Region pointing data
+++

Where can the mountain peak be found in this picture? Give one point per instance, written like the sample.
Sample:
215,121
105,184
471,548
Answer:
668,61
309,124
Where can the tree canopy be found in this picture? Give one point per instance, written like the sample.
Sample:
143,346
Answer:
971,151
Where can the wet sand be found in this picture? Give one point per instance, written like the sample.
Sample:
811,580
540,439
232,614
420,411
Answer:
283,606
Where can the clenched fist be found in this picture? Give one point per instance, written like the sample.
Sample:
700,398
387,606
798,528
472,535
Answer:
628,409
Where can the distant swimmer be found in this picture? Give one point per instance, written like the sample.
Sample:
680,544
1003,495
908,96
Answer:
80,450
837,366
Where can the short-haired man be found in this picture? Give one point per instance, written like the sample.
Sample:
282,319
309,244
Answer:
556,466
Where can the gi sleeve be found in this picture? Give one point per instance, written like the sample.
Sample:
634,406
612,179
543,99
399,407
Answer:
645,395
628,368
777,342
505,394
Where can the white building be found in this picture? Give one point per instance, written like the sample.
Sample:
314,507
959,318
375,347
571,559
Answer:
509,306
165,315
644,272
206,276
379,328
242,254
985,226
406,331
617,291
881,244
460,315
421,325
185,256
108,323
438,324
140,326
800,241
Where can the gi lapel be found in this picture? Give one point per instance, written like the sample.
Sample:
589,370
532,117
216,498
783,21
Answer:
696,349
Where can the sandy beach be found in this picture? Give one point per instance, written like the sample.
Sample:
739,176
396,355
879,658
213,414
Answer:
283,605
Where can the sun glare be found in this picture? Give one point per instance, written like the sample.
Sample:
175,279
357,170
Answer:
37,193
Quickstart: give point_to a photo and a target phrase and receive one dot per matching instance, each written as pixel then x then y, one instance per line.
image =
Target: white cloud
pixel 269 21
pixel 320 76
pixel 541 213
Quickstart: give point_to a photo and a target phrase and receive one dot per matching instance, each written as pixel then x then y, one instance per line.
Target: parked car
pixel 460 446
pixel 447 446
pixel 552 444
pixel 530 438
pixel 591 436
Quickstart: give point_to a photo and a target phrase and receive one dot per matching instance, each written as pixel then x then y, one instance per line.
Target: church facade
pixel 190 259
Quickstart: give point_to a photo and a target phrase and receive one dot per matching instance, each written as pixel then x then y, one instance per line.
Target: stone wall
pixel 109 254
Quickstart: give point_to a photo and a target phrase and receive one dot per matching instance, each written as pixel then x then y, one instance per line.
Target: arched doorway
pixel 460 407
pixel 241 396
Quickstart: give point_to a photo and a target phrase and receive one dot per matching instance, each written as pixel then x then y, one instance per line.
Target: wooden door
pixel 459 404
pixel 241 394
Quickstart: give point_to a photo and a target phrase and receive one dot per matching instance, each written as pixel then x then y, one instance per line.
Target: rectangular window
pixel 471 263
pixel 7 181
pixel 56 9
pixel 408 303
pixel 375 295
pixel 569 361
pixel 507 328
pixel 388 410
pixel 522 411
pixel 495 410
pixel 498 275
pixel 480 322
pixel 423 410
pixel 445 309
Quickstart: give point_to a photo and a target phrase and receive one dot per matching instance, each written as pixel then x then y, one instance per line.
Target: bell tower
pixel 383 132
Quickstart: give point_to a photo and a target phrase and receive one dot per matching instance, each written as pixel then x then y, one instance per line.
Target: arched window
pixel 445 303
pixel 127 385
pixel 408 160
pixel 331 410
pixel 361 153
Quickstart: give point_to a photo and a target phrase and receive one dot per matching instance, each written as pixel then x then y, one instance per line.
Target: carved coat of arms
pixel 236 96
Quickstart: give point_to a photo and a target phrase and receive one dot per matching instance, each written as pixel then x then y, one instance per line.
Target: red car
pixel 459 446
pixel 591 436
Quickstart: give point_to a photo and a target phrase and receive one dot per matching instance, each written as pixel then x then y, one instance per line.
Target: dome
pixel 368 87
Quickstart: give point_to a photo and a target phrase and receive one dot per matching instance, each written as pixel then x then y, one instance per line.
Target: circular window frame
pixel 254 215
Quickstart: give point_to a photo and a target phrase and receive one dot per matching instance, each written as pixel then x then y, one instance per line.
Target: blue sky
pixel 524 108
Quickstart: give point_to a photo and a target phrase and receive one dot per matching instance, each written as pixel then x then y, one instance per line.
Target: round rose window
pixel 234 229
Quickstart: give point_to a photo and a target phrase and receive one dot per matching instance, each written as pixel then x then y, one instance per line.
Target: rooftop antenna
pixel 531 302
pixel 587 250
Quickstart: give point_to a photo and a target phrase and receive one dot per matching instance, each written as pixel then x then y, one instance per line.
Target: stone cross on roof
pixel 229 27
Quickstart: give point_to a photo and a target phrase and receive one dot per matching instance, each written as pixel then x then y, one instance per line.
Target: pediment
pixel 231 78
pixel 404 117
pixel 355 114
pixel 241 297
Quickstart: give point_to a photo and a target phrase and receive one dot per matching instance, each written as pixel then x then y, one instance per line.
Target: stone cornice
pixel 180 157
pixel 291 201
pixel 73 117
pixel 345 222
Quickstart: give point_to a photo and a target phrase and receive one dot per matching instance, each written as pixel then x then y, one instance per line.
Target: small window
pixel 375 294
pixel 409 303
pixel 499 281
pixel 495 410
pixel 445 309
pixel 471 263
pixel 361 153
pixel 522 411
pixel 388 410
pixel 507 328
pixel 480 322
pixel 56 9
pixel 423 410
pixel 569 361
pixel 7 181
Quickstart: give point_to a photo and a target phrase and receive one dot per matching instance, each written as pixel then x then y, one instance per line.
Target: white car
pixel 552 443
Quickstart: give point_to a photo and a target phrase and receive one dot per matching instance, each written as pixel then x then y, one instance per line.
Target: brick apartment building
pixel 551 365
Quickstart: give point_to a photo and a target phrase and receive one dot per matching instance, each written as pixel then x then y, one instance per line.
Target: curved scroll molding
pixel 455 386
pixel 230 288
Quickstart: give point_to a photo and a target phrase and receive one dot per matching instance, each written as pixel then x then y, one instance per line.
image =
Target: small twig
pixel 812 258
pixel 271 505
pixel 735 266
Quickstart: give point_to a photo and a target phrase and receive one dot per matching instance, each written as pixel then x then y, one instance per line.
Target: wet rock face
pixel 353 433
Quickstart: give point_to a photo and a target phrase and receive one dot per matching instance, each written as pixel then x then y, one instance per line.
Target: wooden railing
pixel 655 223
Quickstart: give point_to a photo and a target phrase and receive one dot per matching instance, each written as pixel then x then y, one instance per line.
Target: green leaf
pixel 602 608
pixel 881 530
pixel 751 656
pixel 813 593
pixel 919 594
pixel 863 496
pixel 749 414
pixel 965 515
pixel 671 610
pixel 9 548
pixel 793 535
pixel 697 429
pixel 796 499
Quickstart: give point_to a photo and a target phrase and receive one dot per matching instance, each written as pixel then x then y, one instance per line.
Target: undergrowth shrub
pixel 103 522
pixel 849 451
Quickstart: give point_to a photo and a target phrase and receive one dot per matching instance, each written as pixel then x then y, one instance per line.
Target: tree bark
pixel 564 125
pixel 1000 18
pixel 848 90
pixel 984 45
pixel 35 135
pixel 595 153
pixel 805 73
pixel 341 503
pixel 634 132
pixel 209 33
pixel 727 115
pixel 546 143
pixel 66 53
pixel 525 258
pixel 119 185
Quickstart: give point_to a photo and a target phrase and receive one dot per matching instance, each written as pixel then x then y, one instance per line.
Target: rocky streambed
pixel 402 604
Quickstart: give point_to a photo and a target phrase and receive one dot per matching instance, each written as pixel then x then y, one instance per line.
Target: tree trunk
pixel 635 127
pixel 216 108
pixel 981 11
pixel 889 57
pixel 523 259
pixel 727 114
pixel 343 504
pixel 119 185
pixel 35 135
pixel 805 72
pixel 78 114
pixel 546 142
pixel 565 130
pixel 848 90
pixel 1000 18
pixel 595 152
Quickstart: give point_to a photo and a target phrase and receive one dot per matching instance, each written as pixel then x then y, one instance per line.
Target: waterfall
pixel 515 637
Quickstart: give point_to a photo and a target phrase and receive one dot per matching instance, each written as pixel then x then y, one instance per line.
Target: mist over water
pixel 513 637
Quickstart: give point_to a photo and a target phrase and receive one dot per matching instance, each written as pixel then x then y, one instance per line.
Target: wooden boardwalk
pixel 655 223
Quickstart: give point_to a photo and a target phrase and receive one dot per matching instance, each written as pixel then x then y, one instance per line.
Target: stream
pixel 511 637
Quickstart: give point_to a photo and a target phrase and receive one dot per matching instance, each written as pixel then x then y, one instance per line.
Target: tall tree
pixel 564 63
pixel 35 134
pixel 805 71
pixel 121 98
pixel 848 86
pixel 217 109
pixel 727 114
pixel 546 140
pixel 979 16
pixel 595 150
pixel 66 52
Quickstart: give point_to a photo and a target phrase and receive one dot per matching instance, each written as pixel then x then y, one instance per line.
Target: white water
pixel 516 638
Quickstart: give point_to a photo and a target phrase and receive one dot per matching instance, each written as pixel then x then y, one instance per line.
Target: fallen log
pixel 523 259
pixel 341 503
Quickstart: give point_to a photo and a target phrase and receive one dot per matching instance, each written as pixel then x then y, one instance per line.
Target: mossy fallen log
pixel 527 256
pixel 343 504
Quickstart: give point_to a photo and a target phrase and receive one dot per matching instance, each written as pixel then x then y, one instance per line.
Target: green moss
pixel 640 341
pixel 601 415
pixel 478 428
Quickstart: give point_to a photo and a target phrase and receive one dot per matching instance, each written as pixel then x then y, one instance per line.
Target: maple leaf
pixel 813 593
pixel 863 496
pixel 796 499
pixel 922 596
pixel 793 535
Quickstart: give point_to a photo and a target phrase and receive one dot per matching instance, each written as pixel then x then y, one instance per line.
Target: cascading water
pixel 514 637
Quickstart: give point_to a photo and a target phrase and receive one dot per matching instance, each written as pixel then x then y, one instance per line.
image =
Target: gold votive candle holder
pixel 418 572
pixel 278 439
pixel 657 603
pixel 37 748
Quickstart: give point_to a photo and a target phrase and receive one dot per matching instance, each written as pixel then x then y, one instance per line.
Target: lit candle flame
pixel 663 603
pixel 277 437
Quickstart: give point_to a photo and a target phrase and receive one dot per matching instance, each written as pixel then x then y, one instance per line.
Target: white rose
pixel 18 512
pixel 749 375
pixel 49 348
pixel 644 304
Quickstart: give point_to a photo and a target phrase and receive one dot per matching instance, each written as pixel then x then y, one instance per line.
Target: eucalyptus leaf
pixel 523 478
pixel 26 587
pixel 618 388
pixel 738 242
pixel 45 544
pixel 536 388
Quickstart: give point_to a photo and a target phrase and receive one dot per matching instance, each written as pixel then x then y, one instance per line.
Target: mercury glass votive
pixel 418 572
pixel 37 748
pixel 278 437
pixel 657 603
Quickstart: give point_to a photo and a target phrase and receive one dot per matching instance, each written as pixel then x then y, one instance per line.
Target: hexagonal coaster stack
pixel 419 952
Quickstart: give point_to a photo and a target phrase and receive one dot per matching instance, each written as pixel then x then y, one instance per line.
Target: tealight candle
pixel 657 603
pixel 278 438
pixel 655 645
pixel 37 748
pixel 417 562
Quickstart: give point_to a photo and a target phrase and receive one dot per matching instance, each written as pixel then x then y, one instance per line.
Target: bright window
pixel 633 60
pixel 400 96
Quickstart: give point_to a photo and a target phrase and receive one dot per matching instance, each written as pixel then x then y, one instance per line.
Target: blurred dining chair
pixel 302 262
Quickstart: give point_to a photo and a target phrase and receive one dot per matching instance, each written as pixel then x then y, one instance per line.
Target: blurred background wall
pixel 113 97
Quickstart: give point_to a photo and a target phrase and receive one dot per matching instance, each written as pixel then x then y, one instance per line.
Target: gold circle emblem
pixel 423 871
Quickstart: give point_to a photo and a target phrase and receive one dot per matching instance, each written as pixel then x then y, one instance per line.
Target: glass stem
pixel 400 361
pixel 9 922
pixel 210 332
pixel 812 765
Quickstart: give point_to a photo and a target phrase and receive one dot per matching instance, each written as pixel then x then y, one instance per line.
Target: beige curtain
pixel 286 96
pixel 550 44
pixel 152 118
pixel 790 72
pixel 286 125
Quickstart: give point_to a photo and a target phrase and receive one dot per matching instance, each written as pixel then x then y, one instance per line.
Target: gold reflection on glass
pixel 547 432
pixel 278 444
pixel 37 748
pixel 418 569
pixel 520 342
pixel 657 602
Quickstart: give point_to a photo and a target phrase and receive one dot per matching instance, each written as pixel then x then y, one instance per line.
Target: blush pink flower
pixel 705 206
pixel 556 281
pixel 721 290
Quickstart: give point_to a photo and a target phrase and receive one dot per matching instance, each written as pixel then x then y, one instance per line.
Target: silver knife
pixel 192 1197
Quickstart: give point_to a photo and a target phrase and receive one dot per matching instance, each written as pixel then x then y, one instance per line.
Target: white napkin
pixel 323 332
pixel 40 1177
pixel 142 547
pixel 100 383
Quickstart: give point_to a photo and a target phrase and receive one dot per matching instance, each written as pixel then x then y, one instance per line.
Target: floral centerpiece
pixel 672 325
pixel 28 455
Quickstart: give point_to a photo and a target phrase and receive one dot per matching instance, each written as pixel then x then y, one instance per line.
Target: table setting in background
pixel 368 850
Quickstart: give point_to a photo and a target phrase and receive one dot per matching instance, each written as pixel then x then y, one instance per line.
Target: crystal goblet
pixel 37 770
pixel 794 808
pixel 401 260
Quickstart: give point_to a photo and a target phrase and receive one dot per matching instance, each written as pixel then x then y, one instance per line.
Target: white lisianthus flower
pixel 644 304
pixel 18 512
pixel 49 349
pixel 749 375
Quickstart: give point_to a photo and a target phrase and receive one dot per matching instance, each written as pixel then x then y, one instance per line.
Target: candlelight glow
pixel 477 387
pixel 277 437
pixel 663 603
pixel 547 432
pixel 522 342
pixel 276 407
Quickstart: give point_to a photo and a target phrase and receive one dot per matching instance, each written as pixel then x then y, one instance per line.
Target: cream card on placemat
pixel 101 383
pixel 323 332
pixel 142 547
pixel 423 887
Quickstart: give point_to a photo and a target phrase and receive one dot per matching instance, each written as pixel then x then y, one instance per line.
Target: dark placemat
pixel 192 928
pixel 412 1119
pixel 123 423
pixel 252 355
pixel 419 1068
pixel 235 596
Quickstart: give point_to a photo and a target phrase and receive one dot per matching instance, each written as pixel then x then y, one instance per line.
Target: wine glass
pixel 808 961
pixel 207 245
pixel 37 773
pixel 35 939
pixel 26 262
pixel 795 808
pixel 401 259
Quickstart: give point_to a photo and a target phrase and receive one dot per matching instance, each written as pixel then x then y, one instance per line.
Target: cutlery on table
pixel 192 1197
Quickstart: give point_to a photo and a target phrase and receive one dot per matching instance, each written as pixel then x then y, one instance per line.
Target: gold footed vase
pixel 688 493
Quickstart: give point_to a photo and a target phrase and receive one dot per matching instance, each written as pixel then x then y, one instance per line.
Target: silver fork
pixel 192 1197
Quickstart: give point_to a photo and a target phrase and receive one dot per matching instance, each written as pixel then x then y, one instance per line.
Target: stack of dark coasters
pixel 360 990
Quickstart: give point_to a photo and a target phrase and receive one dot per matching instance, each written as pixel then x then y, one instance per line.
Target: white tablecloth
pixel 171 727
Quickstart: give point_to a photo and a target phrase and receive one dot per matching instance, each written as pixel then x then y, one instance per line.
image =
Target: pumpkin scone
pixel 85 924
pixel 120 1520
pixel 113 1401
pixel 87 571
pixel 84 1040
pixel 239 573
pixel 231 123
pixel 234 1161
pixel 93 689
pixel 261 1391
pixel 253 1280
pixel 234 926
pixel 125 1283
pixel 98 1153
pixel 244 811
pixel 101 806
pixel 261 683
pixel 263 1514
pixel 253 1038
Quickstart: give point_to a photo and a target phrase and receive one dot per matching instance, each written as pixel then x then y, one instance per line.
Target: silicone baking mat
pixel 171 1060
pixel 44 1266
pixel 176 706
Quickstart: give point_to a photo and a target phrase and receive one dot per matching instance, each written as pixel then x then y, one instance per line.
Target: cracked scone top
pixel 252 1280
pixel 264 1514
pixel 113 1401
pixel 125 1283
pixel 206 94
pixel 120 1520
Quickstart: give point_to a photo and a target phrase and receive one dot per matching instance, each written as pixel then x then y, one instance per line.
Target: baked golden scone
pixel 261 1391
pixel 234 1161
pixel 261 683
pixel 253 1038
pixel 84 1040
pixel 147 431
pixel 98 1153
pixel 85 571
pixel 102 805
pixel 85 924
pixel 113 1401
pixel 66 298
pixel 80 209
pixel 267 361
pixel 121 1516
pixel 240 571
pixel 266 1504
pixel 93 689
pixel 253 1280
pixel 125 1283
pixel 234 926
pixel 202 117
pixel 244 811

+++

Work item - All lines of the entries containing the string "found" must be shown in full.

Exercise response -
Where can the mountain peak be found in this picture? Give one point per instance, written like the sample.
Where can the tree canopy be found in this picture? Give one point per instance, written like the sample.
Where can the wet sand be found in this picture? Give one point per instance, written like the sample.
Where can the clenched fist be found in this picture? Give one point per instance, written like the sample.
Where can the distant swimmer be found in this picture? Give one point per instance, written like the sample.
Where can the short-haired man be found in this picture? Give one point per instance, written like the sample.
Where can the gi sleeve be found in this picture? Give one point per instance, written like the sample.
Where can the white building be found in this picture? Give one point per instance, written like the sample.
Where can the gi lapel be found in this picture? Give one point per instance, written like the sample.
Where can the sandy beach be found in this picture? Give one point per instance, written like the sample.
Where can the sun glare be found in this picture? Give one point per instance, written like the sample.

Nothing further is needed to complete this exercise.